From the essay on Fahrenheit 451 that follows, list every page number cited in parentheses after a quotation.

> DOCUMENT:
-- Begin --
Fahrenheit 451 had many examples of good writing techniques that made it a good novel.
One technique that Bradbury did a good job of using was description. He described things
specifically using outstanding similes and personifications. One example is how he mentioned
the fire hose. He called it "the great python spitting its venomous kerosene upon the world."
(Bradbury 3) This made the reader not only visualize the hose but get a feel for the mood about
the firemen at that time. Another example of good description is how he described the physical
appearance of the firemen. "Their charcoal hair and their soot-colored brows and their
bluish-ash-smeared cheeks where they had shaven close." (32) The adjectives charcoal and
soot-colored describe the color of their hair but also are words that relate to their job as a
fireman. Finally, an excellent example of Bradbury's descriptive writing was when Montag
pulled the trigger and set Captain Beatty on fire. "There was a hiss like a great mouthful of
spittle banging a red-hot stove, a bubbling and frothing as if salt had been poured over a
monstrous black snail to cause a terrible liquefaction and a boiling over of yellow foam." (117)
-- End --
> EXTRACTED DATA:
-- Begin --
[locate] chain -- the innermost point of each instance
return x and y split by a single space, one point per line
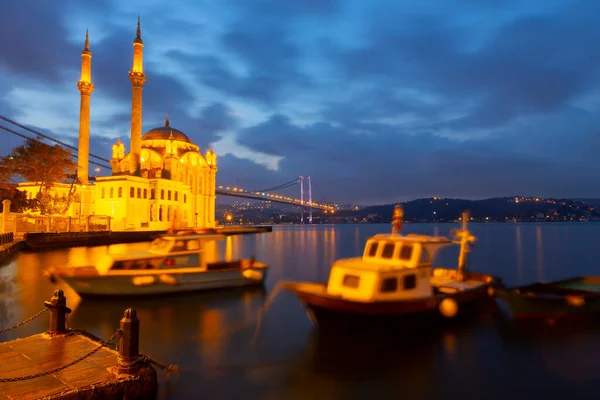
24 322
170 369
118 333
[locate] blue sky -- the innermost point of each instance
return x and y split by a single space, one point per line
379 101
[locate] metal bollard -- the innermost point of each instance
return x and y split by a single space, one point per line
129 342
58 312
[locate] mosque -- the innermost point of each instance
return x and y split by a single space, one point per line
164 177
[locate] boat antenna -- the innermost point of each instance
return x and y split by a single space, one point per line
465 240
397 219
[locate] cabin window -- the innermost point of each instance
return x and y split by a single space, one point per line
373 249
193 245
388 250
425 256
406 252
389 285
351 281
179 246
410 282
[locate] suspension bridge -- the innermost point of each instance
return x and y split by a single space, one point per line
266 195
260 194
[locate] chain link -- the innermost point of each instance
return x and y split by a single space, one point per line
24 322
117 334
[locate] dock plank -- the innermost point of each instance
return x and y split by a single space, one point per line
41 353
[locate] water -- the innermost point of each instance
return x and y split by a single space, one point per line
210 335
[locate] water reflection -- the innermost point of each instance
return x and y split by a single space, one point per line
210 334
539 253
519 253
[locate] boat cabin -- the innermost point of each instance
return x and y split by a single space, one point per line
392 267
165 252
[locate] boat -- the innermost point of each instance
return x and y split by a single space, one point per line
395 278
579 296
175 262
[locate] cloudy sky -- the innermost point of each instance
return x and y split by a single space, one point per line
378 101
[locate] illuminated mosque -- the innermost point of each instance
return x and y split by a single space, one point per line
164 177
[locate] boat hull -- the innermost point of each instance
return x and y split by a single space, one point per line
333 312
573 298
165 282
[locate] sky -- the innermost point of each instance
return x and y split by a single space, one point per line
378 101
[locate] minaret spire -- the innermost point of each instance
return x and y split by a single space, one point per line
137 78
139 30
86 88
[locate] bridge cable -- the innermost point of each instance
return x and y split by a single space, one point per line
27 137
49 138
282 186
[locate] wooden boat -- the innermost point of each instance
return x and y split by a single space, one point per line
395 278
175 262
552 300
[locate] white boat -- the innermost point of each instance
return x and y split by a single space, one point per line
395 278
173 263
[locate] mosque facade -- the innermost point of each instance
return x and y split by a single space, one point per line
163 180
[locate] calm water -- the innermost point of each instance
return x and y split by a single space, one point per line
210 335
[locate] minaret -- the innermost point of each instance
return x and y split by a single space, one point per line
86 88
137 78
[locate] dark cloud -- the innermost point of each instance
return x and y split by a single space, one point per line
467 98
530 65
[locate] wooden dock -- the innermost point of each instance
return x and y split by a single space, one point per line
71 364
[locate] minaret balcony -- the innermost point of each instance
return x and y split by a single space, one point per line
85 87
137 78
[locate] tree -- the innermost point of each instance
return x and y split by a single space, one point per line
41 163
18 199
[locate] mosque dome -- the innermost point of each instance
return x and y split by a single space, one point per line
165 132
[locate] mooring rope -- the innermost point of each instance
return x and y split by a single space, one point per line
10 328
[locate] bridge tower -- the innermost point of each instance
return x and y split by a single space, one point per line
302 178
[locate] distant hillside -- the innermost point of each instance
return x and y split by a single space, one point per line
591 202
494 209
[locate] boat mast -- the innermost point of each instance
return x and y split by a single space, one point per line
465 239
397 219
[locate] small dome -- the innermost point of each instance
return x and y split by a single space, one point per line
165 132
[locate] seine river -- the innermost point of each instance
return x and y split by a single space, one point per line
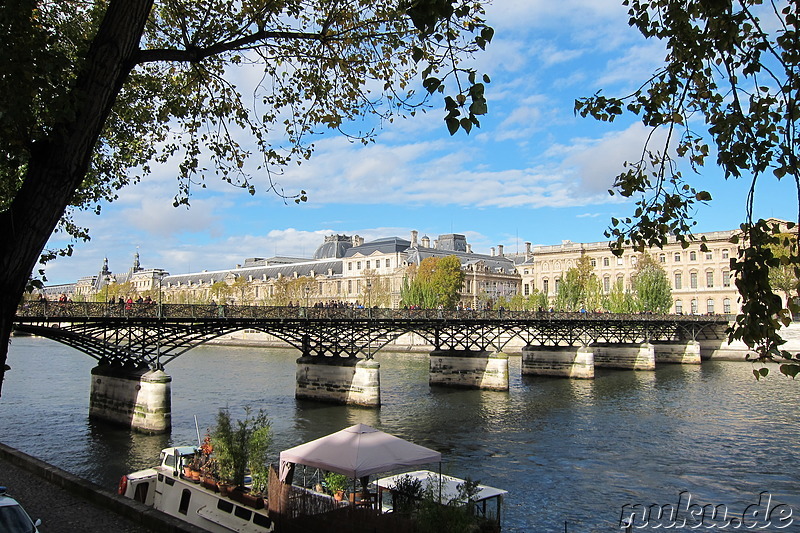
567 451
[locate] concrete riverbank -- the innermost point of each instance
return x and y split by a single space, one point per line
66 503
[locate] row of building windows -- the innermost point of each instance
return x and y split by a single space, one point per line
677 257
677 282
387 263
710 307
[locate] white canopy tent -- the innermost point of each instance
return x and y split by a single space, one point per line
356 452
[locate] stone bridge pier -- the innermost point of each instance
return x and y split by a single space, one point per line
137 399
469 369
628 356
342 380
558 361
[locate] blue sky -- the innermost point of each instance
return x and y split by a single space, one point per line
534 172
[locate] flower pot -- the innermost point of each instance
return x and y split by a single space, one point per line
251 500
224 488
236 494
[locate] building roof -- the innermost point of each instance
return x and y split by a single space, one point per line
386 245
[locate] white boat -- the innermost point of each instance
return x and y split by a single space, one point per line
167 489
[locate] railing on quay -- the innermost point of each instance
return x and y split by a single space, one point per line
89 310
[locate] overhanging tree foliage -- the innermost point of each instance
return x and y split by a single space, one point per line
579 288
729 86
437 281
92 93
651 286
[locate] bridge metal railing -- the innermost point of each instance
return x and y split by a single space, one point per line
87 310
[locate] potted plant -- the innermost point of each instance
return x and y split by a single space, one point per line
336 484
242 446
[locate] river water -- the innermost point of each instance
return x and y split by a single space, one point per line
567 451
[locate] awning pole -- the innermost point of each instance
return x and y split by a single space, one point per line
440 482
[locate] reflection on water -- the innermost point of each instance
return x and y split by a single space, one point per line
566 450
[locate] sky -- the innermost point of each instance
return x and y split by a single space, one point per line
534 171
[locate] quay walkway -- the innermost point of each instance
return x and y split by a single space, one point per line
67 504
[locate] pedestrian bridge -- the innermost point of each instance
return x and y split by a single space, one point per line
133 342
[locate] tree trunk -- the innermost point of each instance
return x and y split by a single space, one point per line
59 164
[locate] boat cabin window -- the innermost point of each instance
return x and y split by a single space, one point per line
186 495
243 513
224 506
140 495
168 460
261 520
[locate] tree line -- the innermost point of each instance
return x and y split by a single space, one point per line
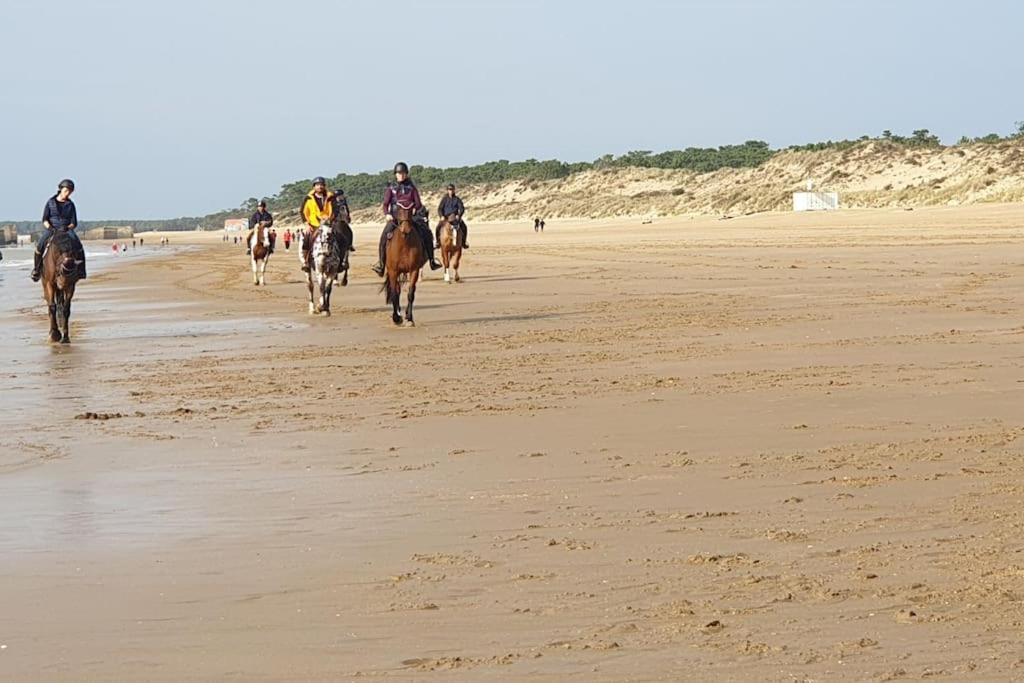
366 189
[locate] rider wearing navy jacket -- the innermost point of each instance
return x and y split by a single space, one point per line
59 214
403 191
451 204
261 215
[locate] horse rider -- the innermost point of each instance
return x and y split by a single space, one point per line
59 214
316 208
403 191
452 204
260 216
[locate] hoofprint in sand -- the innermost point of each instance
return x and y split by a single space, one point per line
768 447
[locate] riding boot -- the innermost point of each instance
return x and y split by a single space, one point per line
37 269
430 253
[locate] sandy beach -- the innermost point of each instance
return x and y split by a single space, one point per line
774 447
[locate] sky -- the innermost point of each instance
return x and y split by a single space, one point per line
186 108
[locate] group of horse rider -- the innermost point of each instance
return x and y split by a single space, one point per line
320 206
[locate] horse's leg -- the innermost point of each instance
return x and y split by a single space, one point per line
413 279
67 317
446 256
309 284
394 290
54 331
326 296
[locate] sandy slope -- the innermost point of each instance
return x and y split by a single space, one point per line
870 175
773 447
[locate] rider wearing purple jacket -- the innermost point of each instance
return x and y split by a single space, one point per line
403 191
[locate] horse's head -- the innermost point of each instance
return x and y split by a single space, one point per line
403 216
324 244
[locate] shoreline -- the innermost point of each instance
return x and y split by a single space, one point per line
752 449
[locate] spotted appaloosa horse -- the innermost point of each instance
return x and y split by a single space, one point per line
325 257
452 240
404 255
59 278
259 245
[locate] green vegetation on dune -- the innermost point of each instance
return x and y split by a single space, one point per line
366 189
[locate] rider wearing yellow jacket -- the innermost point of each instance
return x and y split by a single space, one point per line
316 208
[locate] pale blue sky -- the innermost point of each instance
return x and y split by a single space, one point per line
-- End --
-- Begin --
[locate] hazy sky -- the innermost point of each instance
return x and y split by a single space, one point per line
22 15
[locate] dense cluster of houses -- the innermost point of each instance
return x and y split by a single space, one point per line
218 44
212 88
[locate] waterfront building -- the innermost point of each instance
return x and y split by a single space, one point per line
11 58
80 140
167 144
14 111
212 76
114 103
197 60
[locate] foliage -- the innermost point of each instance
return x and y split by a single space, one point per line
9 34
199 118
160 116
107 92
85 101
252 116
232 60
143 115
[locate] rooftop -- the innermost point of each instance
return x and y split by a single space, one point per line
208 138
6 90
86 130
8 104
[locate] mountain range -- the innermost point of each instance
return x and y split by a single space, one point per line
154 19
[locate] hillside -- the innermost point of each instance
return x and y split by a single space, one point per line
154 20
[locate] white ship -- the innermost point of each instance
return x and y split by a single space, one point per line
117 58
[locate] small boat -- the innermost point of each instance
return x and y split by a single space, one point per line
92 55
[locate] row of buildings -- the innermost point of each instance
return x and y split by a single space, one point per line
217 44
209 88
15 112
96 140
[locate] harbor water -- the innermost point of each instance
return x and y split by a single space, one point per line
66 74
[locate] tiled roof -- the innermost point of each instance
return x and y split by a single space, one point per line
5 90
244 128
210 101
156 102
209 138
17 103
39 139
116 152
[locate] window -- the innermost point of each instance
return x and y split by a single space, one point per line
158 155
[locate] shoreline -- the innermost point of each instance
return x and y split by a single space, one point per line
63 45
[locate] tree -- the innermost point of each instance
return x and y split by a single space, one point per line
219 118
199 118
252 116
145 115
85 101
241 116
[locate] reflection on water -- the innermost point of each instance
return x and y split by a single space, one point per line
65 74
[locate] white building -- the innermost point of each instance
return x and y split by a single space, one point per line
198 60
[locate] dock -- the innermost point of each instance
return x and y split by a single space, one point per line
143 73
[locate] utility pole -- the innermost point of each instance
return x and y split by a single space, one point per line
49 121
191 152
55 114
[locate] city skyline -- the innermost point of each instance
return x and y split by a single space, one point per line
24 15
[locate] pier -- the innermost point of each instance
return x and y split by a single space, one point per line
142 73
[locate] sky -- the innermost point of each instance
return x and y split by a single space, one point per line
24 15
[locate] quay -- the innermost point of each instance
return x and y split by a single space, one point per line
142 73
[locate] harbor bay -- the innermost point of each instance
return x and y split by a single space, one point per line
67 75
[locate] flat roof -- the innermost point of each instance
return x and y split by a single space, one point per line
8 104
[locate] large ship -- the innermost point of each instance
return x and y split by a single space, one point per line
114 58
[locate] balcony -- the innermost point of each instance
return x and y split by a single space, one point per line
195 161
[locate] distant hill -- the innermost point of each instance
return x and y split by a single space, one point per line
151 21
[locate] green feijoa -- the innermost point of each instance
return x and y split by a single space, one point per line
-- End --
> RESULT:
3, 32, 117